===== Study text =====
New research from the University of Southampton could lead to enhanced MRI scans, producing brighter and more precise images, and potentially allowing the detection of cancerous cells before they cause health problems.
Professor Malcolm Levitt of the University of Southampton, and co-workers, have been awarded a grant from the European Research Council of 2.8 million euros to support research into enhanced nuclear magnetic resonance (NMR). NMR is the physical principle underlying MRI scanning, which is used routinely to detect abnormalities such as tumours. The long term aim is that this research will lead to a range of clinical applications, including the early detection of cancer.
NMR signals are inherently very weak. However, methods have been developed recently which lead to substances exhibiting a phenomenon called hyperpolarization, and which give rise to NMR signals that can be more than 100,000 times stronger than normal. The problem is that this incredible enhancement only lasts a short amount of time -- up to one minute in favourable cases.
Research in Southampton has previously demonstrated the existence of quantum states that have very long lifetimes -- up to half an hour in the case of the common substance nitrous oxide, often known as laughing gas. The new research grant has been awarded for a project that involves a combination of the hyperpolarization effect with the long-lived quantum states developed in Southampton. The combination could give the best of both worlds -- enormously enhanced NMR signals, which last long enough to perform an MRI scan. Professor Levitt says:
"This could have benefits for MRI Scanning. If you have strong signals, you can detect smaller amounts of substance that are less concentrated. For example, some substances naturally occur in a cell as part of the metabolism process, but occur in greater amounts in cancerous cells. Through this method, we should be able to detect when these substances are present and cells are potentially cancerous, earlier than ever before.
=====
What you have to do>
Please answer these questions from the article on MRI research:
(a) How large was the grant the European Research Council awarded?
(b) In favorable cases, how long can the hyperpolarization enhancement last?
(c) Which substance showed long-lived quantum states of up to half an hour?
The items are unrelated to the article on MRI research.
===== Supplied entries =====
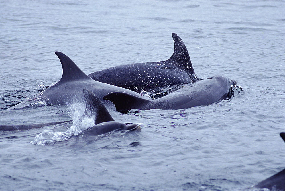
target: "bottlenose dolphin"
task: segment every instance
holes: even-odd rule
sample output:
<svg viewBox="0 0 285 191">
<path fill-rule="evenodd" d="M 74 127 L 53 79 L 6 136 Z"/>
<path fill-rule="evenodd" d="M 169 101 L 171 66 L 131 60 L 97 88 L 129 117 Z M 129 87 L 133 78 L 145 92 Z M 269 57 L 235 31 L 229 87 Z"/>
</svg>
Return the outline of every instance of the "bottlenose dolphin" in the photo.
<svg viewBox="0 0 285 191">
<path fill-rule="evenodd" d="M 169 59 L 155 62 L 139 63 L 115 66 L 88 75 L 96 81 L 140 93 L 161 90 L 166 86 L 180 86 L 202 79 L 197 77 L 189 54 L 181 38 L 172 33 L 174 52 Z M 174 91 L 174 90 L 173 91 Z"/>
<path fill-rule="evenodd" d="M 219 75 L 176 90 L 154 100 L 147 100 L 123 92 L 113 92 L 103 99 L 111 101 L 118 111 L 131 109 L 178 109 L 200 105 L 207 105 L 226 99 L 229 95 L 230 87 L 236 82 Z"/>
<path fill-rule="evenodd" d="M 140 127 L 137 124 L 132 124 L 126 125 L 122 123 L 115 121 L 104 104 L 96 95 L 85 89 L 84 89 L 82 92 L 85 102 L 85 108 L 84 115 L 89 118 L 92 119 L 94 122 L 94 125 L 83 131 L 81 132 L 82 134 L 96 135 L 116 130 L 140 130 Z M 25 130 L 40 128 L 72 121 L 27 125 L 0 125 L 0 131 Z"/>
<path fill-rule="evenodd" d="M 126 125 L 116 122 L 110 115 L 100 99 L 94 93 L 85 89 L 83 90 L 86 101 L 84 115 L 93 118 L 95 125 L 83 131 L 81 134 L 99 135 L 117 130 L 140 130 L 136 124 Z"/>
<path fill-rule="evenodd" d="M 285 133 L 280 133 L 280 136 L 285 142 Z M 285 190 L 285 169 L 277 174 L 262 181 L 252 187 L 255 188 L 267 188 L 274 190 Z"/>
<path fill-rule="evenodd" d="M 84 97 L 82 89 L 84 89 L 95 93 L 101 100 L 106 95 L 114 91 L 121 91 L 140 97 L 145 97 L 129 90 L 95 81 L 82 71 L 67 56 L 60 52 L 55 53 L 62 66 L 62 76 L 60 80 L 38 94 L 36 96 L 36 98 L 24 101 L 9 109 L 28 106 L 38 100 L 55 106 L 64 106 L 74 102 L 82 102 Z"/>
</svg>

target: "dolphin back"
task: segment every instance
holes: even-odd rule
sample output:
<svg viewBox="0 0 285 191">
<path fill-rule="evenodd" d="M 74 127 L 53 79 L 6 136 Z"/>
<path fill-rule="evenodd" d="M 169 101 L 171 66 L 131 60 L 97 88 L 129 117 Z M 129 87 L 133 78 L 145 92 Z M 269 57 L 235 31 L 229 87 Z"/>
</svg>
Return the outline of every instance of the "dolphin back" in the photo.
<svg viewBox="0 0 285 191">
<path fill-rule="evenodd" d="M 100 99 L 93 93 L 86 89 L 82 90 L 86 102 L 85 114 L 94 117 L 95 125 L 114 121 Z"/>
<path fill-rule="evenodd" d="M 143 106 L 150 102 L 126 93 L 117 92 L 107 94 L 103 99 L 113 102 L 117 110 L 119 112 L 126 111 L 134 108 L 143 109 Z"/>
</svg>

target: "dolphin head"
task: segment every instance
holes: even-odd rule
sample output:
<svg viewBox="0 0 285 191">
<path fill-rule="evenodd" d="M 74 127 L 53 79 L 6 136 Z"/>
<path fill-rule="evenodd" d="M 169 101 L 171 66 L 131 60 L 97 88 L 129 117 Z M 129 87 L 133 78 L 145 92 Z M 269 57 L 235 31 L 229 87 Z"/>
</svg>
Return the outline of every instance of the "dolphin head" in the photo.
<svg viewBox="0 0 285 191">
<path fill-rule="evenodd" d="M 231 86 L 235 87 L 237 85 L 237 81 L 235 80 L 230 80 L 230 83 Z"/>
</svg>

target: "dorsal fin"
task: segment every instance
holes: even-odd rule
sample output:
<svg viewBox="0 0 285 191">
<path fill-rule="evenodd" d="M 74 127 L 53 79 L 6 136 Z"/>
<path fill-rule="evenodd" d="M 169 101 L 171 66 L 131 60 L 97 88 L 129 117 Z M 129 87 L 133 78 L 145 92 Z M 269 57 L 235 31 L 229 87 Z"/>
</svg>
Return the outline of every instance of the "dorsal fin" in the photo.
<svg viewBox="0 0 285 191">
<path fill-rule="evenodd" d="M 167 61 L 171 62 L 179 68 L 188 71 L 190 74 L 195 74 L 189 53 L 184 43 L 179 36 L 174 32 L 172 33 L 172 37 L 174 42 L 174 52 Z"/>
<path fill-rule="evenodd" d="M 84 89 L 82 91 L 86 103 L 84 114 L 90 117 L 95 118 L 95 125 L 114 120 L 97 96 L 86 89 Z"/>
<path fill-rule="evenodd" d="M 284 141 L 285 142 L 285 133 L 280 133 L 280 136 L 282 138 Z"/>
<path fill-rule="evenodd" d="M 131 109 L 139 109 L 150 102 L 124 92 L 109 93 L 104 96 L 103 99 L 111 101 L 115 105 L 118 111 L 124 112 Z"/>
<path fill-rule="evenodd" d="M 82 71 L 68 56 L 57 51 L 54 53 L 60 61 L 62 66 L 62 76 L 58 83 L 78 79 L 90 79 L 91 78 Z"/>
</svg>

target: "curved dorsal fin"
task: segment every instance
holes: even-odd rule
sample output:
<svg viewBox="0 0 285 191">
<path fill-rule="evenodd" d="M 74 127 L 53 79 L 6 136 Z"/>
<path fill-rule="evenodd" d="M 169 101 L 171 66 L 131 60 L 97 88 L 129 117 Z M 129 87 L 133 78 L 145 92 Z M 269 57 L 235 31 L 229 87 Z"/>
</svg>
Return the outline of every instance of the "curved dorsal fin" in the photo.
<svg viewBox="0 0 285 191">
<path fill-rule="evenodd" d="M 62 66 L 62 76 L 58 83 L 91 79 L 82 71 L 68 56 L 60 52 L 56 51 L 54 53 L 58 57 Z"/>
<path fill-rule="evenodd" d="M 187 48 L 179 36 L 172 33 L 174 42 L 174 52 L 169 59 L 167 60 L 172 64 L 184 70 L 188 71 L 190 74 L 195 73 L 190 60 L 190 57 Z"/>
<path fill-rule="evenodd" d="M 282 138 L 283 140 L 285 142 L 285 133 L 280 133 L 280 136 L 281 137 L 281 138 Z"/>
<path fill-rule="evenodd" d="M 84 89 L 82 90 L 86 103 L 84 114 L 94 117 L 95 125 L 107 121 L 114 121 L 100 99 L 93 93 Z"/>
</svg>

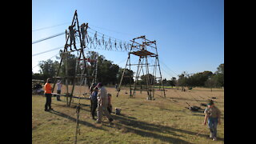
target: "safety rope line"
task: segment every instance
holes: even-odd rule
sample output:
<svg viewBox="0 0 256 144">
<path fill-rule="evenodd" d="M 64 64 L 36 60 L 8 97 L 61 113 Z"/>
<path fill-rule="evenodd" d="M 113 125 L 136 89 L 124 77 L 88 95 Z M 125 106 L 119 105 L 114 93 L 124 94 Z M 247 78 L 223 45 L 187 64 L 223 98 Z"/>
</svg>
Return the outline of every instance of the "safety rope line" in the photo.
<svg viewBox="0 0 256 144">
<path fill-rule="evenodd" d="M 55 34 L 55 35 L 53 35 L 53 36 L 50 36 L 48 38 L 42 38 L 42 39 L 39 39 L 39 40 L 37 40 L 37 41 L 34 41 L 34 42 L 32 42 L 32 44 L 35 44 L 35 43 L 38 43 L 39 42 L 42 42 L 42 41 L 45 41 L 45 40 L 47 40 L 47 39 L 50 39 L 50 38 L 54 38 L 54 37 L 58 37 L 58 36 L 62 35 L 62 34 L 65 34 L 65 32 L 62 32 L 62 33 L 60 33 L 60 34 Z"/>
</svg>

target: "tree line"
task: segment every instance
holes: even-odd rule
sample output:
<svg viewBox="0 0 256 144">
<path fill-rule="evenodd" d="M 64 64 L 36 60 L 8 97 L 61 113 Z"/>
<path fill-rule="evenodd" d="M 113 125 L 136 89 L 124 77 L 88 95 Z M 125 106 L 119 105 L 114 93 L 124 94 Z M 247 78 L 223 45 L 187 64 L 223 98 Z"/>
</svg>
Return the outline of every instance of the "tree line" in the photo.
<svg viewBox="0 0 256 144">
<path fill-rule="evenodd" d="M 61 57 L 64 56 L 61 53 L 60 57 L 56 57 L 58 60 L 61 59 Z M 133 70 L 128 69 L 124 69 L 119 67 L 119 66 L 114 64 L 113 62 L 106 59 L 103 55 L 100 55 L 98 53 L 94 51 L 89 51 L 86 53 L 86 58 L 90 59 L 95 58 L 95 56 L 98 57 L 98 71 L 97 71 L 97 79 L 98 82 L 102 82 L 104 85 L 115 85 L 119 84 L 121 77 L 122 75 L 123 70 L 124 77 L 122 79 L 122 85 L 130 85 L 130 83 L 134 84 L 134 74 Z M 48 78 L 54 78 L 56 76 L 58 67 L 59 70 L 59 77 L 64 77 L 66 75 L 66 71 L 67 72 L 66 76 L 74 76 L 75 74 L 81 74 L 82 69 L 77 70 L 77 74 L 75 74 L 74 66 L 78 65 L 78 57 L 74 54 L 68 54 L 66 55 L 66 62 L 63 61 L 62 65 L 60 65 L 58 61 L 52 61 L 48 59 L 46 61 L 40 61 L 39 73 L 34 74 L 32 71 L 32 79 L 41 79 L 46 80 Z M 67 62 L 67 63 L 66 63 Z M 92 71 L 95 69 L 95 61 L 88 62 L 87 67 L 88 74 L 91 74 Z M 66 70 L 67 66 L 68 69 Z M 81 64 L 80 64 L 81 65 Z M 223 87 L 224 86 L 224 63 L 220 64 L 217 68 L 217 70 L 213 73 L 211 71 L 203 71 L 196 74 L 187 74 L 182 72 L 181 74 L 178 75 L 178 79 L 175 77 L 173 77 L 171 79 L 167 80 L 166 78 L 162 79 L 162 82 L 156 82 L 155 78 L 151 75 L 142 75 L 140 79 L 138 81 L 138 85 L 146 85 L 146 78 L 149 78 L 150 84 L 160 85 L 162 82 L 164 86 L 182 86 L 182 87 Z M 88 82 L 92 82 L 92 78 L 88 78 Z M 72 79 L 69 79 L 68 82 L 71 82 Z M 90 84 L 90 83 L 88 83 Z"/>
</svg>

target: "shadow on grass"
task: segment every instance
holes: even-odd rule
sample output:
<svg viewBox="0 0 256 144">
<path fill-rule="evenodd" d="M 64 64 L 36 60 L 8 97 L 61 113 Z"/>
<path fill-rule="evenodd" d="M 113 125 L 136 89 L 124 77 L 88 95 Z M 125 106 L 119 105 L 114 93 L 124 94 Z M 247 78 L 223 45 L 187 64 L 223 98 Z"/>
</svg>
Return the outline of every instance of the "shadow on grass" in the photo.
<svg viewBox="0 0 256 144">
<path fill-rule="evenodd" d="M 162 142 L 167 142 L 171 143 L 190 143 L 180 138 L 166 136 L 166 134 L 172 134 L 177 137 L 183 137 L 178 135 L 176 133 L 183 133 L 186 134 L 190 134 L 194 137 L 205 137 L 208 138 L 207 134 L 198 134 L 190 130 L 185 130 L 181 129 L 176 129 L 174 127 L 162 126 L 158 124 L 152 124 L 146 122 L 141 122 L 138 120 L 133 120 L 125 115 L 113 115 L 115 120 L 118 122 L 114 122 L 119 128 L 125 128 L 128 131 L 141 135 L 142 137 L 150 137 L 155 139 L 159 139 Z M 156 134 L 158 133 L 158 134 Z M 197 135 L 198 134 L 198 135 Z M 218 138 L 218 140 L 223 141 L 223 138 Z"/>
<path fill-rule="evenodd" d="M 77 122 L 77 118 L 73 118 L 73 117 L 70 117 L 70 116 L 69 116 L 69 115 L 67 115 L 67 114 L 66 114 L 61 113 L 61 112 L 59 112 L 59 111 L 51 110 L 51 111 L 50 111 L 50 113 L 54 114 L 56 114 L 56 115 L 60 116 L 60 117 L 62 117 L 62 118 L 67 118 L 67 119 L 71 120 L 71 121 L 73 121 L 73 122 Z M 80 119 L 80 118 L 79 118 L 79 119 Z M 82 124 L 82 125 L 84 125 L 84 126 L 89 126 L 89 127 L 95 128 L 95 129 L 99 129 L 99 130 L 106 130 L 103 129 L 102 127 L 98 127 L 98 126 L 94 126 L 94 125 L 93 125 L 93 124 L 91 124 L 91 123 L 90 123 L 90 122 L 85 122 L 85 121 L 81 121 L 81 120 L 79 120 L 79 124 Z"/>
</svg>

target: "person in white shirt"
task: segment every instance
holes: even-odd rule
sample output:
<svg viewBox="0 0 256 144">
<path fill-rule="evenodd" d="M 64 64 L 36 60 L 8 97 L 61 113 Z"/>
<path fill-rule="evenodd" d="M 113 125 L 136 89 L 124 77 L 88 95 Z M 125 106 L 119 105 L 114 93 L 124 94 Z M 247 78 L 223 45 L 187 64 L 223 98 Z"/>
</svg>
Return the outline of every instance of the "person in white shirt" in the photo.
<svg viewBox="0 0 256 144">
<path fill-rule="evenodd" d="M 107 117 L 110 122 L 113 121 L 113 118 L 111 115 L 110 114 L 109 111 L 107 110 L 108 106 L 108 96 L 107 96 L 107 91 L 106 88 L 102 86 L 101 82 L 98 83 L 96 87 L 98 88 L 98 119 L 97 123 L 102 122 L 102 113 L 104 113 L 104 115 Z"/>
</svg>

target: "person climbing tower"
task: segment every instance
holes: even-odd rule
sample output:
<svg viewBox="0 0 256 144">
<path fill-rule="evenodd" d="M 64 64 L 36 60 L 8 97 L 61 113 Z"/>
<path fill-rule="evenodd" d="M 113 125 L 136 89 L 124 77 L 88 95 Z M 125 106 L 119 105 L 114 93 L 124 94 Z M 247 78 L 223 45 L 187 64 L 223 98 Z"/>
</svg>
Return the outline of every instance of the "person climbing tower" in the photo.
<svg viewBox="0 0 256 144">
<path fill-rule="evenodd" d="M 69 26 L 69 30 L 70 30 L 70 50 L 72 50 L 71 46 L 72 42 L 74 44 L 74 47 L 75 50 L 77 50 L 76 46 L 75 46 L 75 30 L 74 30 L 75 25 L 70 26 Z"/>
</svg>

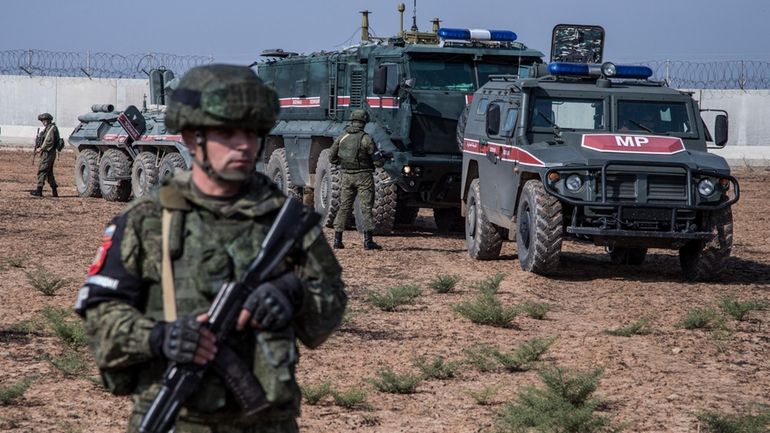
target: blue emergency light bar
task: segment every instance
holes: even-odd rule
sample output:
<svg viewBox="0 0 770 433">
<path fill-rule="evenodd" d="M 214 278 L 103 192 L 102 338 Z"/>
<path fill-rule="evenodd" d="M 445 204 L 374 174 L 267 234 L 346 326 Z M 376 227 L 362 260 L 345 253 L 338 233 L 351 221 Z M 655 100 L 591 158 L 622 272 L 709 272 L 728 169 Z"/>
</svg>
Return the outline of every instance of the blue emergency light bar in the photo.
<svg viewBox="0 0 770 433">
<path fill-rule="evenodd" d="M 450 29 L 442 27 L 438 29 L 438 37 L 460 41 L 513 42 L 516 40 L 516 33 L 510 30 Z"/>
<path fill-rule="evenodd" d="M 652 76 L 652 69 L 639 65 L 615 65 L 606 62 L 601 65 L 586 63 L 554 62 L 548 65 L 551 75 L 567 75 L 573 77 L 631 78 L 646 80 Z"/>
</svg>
=====
Result>
(a) 2.8 million euros
(b) Up to one minute
(c) Nitrous oxide